═══ Ausgangstext
Dem Zeitgeist immer ein paar Schritte voraus

28.03.2011
Marshall McLuhan war der erste intellektuelle Popstar, seine Medientheorien Gesprächsstoff auf Cocktail-Partys. Wie es dazu kam und wer dieser Mann war, kann man jetzt in der pünktlich zum 100. Geburtstag McLuhans auf Deutsch erschienen Biographie von Douglas Coupland nachlesen.
"Der Politiker wird nur allzu gern abdanken, wenn er damit sein Image retten kann, denn sein Image wird sehr viel mächtiger sein, als er es je könnte.” Nein, diese Sentenz entstammt nicht einem aktuellen Kommentar zu Guttenbergs Rücktritt, sondern sie stammt vom kanadischen Medientheoretiker Marshall McLuhan (1911-1980). Der war berühmt für seine pointierten, oft ans Kryptische grenzenden Statements. Zwei davon, die Rede vom "globalen Dorf” und die Aussage "Das Medium ist die Botschaft”, haben sich tief ins popkulturelle Gegenwartsgedächtnis eingeschrieben und sind heute das erste (und oft einzige), das mit dem Begründer der modernen Medienwissenschaft verbunden wird.

In den Sechzigern stieg McLuhan im Alter von über 50 Jahren vom verschrobenen Literaturprofessor für Renaissance-Rhetorik zum ersten intellektuellen Popstar auf, dessen Theorie-Fragmente Gesprächsstoff auf Cocktail-Partys waren und der hochdotiert vor Marketingfachleuten sprach. Wie es dazu kam und wer dieser Mann war, das kann man jetzt in der pünktlich zum hundertsten Geburtstag McLuhans auf Deutsch erschienen Biographie von Douglas Coupland nachlesen.
══════
═══ Datenauszüge
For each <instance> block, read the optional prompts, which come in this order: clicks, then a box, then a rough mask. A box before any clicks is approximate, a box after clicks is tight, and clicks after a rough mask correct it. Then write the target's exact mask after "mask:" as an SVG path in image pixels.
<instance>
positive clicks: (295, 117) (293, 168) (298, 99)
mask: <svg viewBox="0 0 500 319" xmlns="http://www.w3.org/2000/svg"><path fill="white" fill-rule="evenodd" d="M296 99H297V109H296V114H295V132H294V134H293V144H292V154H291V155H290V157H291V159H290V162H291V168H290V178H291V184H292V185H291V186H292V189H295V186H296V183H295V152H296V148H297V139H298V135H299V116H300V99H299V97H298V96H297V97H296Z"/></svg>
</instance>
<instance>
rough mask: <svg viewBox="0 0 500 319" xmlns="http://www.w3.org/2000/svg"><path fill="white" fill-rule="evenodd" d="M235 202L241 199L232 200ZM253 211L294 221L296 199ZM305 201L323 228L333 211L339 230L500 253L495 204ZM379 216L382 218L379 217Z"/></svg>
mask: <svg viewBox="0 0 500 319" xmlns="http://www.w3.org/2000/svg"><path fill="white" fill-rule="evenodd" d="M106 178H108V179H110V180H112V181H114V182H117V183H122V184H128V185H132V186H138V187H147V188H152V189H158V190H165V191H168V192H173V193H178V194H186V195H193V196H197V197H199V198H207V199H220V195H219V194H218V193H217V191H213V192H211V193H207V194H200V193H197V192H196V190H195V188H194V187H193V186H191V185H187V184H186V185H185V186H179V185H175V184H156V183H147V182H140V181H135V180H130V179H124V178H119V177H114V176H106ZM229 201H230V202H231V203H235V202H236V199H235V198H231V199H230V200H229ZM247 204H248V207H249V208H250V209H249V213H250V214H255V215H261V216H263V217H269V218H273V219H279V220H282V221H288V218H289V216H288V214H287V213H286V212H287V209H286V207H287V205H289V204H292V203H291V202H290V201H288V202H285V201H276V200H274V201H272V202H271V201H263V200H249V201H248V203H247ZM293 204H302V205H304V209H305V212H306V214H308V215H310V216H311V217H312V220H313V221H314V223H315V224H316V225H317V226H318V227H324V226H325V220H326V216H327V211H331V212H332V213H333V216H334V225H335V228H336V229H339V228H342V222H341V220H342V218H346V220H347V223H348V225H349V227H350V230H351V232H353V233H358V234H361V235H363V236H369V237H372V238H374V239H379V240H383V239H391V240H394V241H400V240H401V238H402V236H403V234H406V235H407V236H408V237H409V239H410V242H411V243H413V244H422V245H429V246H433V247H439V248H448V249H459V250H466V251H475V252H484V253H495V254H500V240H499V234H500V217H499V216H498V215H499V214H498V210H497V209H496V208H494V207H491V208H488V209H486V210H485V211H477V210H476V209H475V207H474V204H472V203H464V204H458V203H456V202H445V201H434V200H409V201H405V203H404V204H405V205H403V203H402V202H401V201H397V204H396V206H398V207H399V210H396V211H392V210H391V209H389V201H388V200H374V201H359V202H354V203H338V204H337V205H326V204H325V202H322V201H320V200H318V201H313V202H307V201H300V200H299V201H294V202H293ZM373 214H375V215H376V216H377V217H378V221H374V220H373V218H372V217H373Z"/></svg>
══════
Arbeitsauftrag 1:
Beantworten Sie anhand des Ausgangstexts folgende Fragen:
(a) Welches Datum trägt der Ausgangstext?
(b) Welche Lebensjahre gibt der Ausgangstext für Marshall McLuhan an?
(c) Wer ist der Autor der Biographie über McLuhan?
Arbeitsauftrag 2:
Prüfen Sie, ob die folgenden Aussagen mit dem Ausgangstext übereinstimmen. Antworten Sie jeweils mit Ja oder Nein und zitieren Sie die entscheidenden Worte.
(a) Bevor er berühmt wurde, lehrte McLuhan Renaissance-Rhetorik.
(b) Das Zitat über den Politiker stammt aus einem Kommentar zu Guttenbergs Rücktritt.
(c) McLuhan stammte aus den Vereinigten Staaten.
Arbeitsauftrag 3: Listen Sie alle Berufs- und Rollenbezeichnungen auf, mit denen der Ausgangstext Marshall McLuhan beschreibt.

Lösung 1:
(a) 28.03.2011
(b) 1911 bis 1980
(c) Douglas Coupland

Lösung 2:
(a) Ja: „vom verschrobenen Literaturprofessor für Renaissance-Rhetorik zum ersten intellektuellen Popstar“
(b) Nein: „Nein, diese Sentenz entstammt nicht einem aktuellen Kommentar zu Guttenbergs Rücktritt“
(c) Nein: „vom kanadischen Medientheoretiker Marshall McLuhan“

Lösung 3:
- erster intellektueller Popstar
- kanadischer Medientheoretiker
- Begründer der modernen Medienwissenschaft
- verschrobener Literaturprofessor für Renaissance-Rhetorik